Extracted material:

****************

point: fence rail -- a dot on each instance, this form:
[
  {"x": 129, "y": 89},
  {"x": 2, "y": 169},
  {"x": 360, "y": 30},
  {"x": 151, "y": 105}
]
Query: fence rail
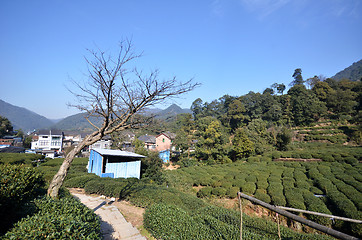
[{"x": 287, "y": 214}]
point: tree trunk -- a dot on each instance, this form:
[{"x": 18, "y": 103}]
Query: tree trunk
[{"x": 59, "y": 177}]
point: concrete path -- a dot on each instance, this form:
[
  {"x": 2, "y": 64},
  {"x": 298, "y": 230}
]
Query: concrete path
[{"x": 113, "y": 224}]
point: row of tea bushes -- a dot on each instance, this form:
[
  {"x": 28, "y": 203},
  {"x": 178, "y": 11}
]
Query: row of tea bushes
[
  {"x": 65, "y": 218},
  {"x": 291, "y": 184},
  {"x": 210, "y": 222},
  {"x": 18, "y": 185},
  {"x": 42, "y": 218},
  {"x": 20, "y": 158}
]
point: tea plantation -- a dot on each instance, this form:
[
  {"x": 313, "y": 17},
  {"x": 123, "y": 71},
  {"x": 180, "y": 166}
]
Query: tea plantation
[
  {"x": 25, "y": 211},
  {"x": 173, "y": 213},
  {"x": 326, "y": 187}
]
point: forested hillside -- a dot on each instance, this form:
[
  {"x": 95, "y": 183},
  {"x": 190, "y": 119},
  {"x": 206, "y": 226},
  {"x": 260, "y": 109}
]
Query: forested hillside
[
  {"x": 235, "y": 127},
  {"x": 22, "y": 118},
  {"x": 353, "y": 72}
]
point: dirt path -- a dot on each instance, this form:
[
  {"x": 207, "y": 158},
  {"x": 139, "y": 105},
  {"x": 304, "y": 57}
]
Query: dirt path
[{"x": 113, "y": 223}]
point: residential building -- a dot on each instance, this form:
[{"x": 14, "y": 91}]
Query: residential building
[
  {"x": 48, "y": 140},
  {"x": 149, "y": 140},
  {"x": 104, "y": 143},
  {"x": 164, "y": 141}
]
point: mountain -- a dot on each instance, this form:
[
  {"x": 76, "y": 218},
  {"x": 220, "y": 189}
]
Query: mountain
[
  {"x": 22, "y": 118},
  {"x": 353, "y": 72},
  {"x": 171, "y": 111},
  {"x": 77, "y": 122}
]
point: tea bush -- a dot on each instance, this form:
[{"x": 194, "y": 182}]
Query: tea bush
[
  {"x": 20, "y": 158},
  {"x": 170, "y": 222},
  {"x": 80, "y": 181},
  {"x": 65, "y": 218},
  {"x": 18, "y": 184},
  {"x": 204, "y": 192}
]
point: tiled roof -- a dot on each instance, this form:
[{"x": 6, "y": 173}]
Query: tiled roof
[
  {"x": 110, "y": 152},
  {"x": 147, "y": 139}
]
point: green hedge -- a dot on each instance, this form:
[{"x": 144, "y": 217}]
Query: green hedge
[
  {"x": 171, "y": 222},
  {"x": 20, "y": 158},
  {"x": 65, "y": 218},
  {"x": 80, "y": 181},
  {"x": 18, "y": 184}
]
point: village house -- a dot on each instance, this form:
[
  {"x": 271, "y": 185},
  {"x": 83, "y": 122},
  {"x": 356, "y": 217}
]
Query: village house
[
  {"x": 164, "y": 141},
  {"x": 114, "y": 163},
  {"x": 149, "y": 141},
  {"x": 48, "y": 140},
  {"x": 104, "y": 143}
]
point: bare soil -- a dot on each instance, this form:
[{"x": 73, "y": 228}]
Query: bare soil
[{"x": 131, "y": 213}]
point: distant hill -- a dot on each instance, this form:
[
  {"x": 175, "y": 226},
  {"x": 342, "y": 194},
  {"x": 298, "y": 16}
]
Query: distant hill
[
  {"x": 22, "y": 118},
  {"x": 77, "y": 122},
  {"x": 353, "y": 72},
  {"x": 171, "y": 111}
]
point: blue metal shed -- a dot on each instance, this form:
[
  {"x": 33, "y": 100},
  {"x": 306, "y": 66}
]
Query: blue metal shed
[
  {"x": 165, "y": 155},
  {"x": 114, "y": 163}
]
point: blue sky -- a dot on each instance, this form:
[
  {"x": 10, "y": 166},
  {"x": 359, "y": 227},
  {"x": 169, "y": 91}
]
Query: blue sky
[{"x": 230, "y": 47}]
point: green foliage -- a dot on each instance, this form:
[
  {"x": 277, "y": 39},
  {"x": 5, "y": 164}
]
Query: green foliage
[
  {"x": 219, "y": 191},
  {"x": 20, "y": 158},
  {"x": 204, "y": 192},
  {"x": 182, "y": 224},
  {"x": 171, "y": 222},
  {"x": 65, "y": 218},
  {"x": 80, "y": 181},
  {"x": 305, "y": 107},
  {"x": 210, "y": 148},
  {"x": 151, "y": 167},
  {"x": 283, "y": 139},
  {"x": 242, "y": 146},
  {"x": 18, "y": 184},
  {"x": 5, "y": 127}
]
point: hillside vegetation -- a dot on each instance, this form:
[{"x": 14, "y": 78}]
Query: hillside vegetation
[{"x": 353, "y": 72}]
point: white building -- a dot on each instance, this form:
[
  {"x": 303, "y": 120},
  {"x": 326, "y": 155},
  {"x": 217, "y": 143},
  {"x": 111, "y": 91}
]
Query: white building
[
  {"x": 104, "y": 143},
  {"x": 48, "y": 140}
]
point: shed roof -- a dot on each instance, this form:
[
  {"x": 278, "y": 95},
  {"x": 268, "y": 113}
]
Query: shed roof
[{"x": 110, "y": 152}]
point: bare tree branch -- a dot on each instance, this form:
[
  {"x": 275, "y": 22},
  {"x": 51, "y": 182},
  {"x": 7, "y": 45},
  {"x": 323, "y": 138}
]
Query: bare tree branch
[{"x": 116, "y": 94}]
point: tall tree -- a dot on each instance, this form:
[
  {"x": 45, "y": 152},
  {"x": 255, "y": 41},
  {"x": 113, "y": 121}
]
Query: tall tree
[
  {"x": 197, "y": 108},
  {"x": 235, "y": 114},
  {"x": 305, "y": 106},
  {"x": 5, "y": 126},
  {"x": 210, "y": 147},
  {"x": 298, "y": 78},
  {"x": 242, "y": 146},
  {"x": 115, "y": 94}
]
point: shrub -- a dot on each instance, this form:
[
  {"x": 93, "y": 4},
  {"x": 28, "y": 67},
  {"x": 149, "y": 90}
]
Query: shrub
[
  {"x": 248, "y": 188},
  {"x": 351, "y": 160},
  {"x": 253, "y": 159},
  {"x": 18, "y": 184},
  {"x": 294, "y": 198},
  {"x": 204, "y": 192},
  {"x": 20, "y": 158},
  {"x": 80, "y": 182},
  {"x": 219, "y": 191},
  {"x": 305, "y": 155},
  {"x": 177, "y": 225},
  {"x": 226, "y": 184},
  {"x": 262, "y": 195},
  {"x": 276, "y": 155},
  {"x": 65, "y": 218},
  {"x": 232, "y": 192},
  {"x": 327, "y": 157}
]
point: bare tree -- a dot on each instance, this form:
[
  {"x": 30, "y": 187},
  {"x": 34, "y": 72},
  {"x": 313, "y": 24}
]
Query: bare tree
[{"x": 116, "y": 94}]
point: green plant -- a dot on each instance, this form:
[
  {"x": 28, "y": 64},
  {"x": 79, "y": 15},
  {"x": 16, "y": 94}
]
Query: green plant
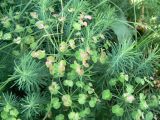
[{"x": 79, "y": 60}]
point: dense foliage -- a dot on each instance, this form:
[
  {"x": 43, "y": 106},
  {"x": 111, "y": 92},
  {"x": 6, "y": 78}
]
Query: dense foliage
[{"x": 79, "y": 59}]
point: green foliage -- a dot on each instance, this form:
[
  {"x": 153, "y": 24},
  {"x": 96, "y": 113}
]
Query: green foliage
[
  {"x": 79, "y": 59},
  {"x": 28, "y": 74},
  {"x": 32, "y": 105}
]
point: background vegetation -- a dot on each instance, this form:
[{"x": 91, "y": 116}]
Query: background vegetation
[{"x": 79, "y": 59}]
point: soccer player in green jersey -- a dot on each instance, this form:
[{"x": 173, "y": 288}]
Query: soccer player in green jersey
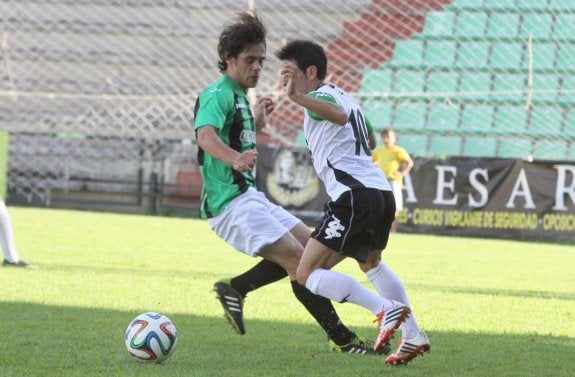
[{"x": 226, "y": 127}]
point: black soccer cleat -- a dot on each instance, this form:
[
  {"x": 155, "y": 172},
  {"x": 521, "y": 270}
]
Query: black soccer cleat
[
  {"x": 7, "y": 263},
  {"x": 360, "y": 346},
  {"x": 233, "y": 304}
]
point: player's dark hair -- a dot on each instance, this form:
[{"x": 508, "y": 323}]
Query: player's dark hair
[
  {"x": 387, "y": 131},
  {"x": 305, "y": 54},
  {"x": 238, "y": 35}
]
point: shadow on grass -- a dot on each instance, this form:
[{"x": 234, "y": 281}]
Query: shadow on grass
[{"x": 41, "y": 340}]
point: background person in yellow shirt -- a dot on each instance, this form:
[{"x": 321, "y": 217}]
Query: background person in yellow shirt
[{"x": 395, "y": 163}]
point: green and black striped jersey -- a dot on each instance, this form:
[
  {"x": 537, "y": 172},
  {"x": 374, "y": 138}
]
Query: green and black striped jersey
[{"x": 224, "y": 105}]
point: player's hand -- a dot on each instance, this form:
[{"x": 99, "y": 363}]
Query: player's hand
[
  {"x": 246, "y": 161},
  {"x": 264, "y": 105}
]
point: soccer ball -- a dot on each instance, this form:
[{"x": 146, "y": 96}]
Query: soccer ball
[{"x": 151, "y": 338}]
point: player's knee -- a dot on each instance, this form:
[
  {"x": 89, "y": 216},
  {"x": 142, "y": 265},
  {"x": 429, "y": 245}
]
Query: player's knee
[{"x": 302, "y": 276}]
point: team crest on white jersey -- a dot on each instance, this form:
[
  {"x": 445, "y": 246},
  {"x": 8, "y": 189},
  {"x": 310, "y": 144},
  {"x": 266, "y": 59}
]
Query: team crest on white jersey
[
  {"x": 334, "y": 228},
  {"x": 248, "y": 136}
]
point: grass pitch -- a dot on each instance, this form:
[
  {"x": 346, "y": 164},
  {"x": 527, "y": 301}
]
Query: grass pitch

****************

Directions: Search the records for the word "pitch" and copy out every line that holds it.

Final answer:
point: grass pitch -- a dot on each instance, this form:
Query: grass pitch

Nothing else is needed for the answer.